- Selection
====
Short and Unnecessary Foreword

Before I describe the book I should like to set the scene, as it were, by describing how it was recommended to me in glowing terms by my new friend, viz. Xtian[1], whom I hold in high regard w.r.t. both intellectual pursuits and such matters of taste as one's reading material. Such an introduction lead me to have high expectations of E&M, and I shall now relate the extent to which these were fulfilled.[2] But first, for your convenience, a glossary of abbreviations:


  • E&M - Everything and More
  • DSP - Digital signal processing
  • NZ - New Zealand
  • YMMV - Your mileage may vary

[1] Who hails from NZ, which is known, amongst other things, for its geographical isolation, being some 2,000km from its nearest neighbour, SE Australia.

[2] See (a) below.

§1a. It is probably appropriate, when writing about a book such as this, to describe my own mathematical background, which is that I have a ten-year-old B.Sc in Physics and Electronics, following which I spent a couple of years using stuff like Fourier and digital domain transformations fairly heavily, working in R&D on the software analysis of radar echoes from "non-co-operative targets". Since then, however, my math usage dropped off pretty much to zero, leading to the present day in which I find myself so completely rusty that, while I'm happy and comfortable arm-waving around the concepts [3], I'd have substantial revision to do in order to be able to coax out any kind of actually useful derivations [4].

[3] For example, I once abandoned an otherwise delightful pub crawl halfway through, when I received a last-minute invite to attend a math lecture by Prof. "chaos theory" Mandelbrot across town instead.

[4] Beyond the basics, that is. Obviously I could still limp through some fundamentals.

§2a. So, the first thing to relate is that Mr. Wallace's descriptions of the nature of, and relationships between, all the transfinites** brought me genuinely thrilling moments of heart-racing excitement and revelatory wonder - not once, but several times. The subject matter is indeed a captivating one, and made all the more so for me because it covers topics which I have not previously studied, namely the central one of infinity itself, but also peripheral ones such as the difficulties the Ancient Greeks had in wresting with abstraction, as hinted at by their lack of a verb meaning 'to exist'. This, of course, caused them no end of problems mathematically, which is arguably nothing but abstractions, and they therefore had problems not just with infinity, but also with significantly more mundane concepts such as zero [5] and irrationals [6].
====
- Dataset content

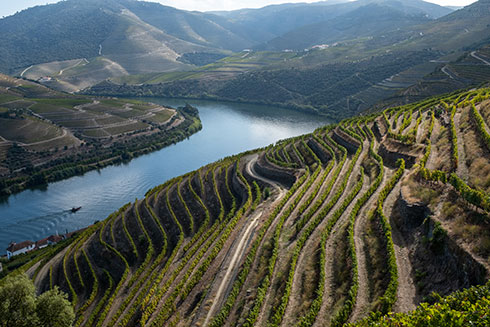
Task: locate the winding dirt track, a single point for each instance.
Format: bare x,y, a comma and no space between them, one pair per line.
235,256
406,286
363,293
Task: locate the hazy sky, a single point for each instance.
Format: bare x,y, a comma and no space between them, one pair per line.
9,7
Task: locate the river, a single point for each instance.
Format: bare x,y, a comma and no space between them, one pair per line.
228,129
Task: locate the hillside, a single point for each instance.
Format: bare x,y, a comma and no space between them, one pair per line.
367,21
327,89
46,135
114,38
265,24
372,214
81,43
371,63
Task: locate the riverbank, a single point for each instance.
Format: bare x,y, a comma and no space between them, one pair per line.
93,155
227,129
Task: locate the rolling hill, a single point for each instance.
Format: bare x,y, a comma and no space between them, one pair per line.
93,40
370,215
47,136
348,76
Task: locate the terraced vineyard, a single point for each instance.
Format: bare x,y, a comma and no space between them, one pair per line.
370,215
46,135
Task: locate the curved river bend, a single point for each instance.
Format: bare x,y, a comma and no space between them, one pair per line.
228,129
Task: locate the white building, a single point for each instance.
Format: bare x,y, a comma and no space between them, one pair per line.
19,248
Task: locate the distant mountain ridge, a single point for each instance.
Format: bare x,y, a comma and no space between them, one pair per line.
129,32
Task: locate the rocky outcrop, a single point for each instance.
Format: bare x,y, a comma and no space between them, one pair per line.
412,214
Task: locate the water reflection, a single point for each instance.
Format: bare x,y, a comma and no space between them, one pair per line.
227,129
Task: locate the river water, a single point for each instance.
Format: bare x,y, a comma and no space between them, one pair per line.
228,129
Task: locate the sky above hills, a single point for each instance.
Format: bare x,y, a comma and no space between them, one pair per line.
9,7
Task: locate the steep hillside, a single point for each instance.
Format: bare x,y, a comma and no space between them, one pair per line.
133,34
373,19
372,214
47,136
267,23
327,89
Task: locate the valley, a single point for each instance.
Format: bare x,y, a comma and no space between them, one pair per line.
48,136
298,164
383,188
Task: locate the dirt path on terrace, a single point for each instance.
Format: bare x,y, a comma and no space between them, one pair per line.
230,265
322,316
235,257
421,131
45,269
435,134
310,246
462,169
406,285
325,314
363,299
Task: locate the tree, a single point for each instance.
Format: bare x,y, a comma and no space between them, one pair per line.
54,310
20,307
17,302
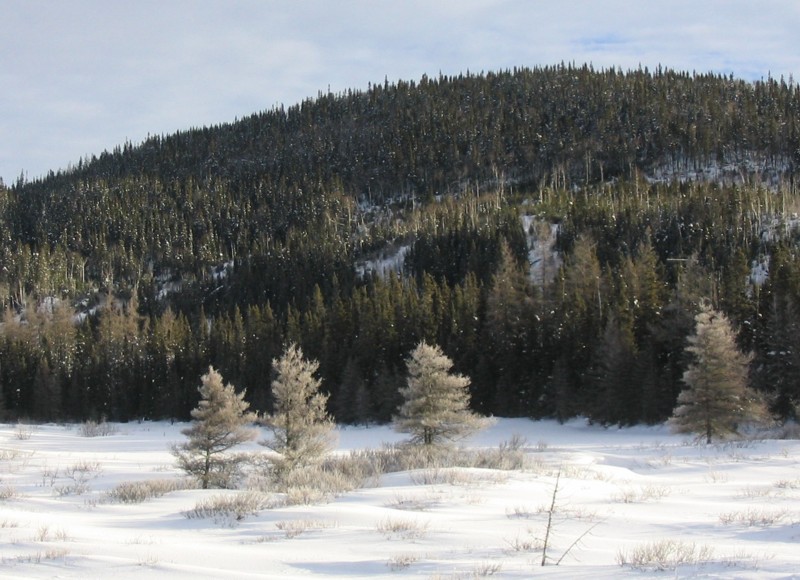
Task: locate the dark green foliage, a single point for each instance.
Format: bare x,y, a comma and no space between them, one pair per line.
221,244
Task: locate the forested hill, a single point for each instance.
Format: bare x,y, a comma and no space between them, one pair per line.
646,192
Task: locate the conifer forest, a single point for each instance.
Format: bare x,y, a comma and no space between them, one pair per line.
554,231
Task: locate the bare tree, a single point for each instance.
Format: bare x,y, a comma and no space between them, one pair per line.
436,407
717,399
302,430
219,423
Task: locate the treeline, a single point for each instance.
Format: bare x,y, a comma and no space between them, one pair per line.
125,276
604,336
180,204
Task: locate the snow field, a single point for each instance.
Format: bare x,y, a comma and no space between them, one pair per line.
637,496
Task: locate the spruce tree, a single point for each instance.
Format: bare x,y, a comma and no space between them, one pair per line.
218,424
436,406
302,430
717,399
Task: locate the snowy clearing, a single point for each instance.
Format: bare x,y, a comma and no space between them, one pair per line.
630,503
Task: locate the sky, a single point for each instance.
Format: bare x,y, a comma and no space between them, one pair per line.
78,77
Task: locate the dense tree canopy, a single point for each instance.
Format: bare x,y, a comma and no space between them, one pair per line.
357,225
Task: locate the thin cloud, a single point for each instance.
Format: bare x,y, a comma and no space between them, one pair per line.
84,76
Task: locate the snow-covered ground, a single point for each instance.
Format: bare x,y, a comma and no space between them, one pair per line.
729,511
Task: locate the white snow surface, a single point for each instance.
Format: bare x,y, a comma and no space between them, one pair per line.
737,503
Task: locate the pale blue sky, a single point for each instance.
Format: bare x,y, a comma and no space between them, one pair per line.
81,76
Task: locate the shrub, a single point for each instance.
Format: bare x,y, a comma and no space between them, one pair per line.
====
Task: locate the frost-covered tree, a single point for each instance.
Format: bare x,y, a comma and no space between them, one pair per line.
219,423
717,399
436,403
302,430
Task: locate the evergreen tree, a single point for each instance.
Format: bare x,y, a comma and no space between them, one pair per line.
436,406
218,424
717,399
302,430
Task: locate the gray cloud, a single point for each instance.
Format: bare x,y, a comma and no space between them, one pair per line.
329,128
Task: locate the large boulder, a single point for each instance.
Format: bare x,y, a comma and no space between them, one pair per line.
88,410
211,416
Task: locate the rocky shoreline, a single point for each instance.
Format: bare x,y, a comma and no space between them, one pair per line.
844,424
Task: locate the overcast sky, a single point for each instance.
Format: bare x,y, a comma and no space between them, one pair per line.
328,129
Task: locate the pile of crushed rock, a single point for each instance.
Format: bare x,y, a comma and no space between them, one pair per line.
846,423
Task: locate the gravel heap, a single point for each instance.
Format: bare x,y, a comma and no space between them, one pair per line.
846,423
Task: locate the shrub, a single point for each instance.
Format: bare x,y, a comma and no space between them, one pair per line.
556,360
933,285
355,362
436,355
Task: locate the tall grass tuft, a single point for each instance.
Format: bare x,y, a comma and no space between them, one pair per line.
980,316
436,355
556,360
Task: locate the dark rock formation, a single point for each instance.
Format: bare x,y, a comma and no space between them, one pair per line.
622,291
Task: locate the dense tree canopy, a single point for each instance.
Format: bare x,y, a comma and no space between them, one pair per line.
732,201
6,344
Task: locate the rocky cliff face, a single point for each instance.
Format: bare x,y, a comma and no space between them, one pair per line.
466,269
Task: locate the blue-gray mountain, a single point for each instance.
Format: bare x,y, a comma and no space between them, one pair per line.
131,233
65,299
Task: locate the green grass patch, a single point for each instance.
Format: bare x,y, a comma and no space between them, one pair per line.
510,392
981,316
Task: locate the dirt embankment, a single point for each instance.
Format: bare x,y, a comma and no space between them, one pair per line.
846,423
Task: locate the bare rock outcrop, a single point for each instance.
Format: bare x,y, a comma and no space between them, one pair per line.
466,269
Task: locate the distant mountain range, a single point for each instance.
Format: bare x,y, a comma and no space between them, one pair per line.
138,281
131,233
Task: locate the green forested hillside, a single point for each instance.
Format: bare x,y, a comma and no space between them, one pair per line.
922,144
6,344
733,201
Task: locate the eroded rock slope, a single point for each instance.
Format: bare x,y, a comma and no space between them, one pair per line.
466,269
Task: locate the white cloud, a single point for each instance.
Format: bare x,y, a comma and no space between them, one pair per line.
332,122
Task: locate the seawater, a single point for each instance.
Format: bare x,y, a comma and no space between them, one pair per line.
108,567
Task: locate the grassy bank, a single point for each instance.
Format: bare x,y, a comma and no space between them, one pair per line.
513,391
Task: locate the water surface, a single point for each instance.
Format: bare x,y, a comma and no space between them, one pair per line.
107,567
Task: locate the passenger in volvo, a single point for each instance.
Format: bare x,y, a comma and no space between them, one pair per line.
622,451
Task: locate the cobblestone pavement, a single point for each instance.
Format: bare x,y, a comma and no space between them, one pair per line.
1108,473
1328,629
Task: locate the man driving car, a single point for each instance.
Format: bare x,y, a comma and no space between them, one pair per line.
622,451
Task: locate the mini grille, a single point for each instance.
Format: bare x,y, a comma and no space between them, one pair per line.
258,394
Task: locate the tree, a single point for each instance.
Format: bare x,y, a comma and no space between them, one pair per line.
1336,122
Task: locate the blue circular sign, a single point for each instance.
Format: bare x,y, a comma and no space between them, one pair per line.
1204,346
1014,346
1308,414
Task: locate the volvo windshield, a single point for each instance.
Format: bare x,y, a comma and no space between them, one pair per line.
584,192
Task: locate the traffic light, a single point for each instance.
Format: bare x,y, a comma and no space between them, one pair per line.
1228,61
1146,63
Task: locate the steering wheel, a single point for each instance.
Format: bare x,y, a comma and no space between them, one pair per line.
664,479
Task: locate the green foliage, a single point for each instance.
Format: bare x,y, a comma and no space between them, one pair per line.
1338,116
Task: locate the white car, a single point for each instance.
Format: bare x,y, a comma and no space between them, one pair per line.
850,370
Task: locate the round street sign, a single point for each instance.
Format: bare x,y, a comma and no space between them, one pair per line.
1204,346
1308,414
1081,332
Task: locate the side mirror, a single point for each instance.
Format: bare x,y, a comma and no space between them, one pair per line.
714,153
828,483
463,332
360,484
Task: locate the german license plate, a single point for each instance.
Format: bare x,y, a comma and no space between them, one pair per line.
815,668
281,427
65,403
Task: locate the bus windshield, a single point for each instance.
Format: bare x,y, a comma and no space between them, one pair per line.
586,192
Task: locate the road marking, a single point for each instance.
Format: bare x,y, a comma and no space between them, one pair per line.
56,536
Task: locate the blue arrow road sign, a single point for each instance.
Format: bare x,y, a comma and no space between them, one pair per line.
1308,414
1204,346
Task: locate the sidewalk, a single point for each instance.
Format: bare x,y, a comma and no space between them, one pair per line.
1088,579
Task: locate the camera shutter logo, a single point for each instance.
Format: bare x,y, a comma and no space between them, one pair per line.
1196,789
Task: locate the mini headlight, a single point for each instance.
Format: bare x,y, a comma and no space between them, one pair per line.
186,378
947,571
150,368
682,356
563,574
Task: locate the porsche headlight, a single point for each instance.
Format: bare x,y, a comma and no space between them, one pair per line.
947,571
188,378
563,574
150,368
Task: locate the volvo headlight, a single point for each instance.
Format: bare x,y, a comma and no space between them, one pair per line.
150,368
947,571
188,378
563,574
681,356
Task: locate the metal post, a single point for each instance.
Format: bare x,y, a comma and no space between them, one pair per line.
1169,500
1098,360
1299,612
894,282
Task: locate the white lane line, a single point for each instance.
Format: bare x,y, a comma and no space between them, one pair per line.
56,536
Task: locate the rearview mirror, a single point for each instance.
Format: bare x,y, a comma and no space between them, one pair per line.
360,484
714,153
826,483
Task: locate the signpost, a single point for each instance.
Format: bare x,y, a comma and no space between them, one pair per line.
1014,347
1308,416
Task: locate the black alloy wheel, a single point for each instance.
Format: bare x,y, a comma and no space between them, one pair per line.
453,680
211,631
====
Please extend the review of the book Everything and More above, picking up right after its last sentence.

- Result of this task
[5] which they didn't have and apparently never missed

** due to Cantor, et al,

[6] which, if I were Bill Bryson, I would describe as "all the fiddly fractions [7] that exist in the gaps between the familiar, round-number fractions*** such as 3/4, 1/8 and 34/978."

[7] The A.Greeks refused to believe irrationals [6] existed, and when they eventually realised that even some of the most basic measurements from geometry(a) could not ever be expressed as the ratio of two whole numbers, it shook their mathematical confidence in ways from which they arguably never really recovered.

(a) (such as the diagonal of a unit square)

*** viz. the rationals.

The negatives

§2b. However, there is one other factor about the book which (B) I should probably mention, and that is that I have never, in all my life, read a document of any description which was as poorly organised, as haphazardly ordered, and ridiculously and unnecessarily over-footnoted, as inconsistently titled and annotated and bracketed by section headings and end-of-section headings, as pointlessly cross-referenced, and as littered with notes to the effect that his editor suggested he should make the following changes. It is in the exact state that I would expect to find it if I had found a first draft abandoned on a park bench, heavily marked with red biro as the result of several furious exchanges with an increasingly antagonistic publisher. And reading an entire paperback of this idiocy almost drove me BATSHIT SCREAMING INSANE.

End of the negatives

(B) in the interests of fairness

§3. So there you have it. YMMV. I'm am glad I read it, but god I found it hard work - not because the math was hard to follow, just simply because the shambolic prose annoyed the living snot out of me. If you have a potential interest in the subject matter, and the style of this review doesn't make your hackles stand on end, then this book is for you (c).

(c) probably

Rating: ∞ x 0. Er... 6?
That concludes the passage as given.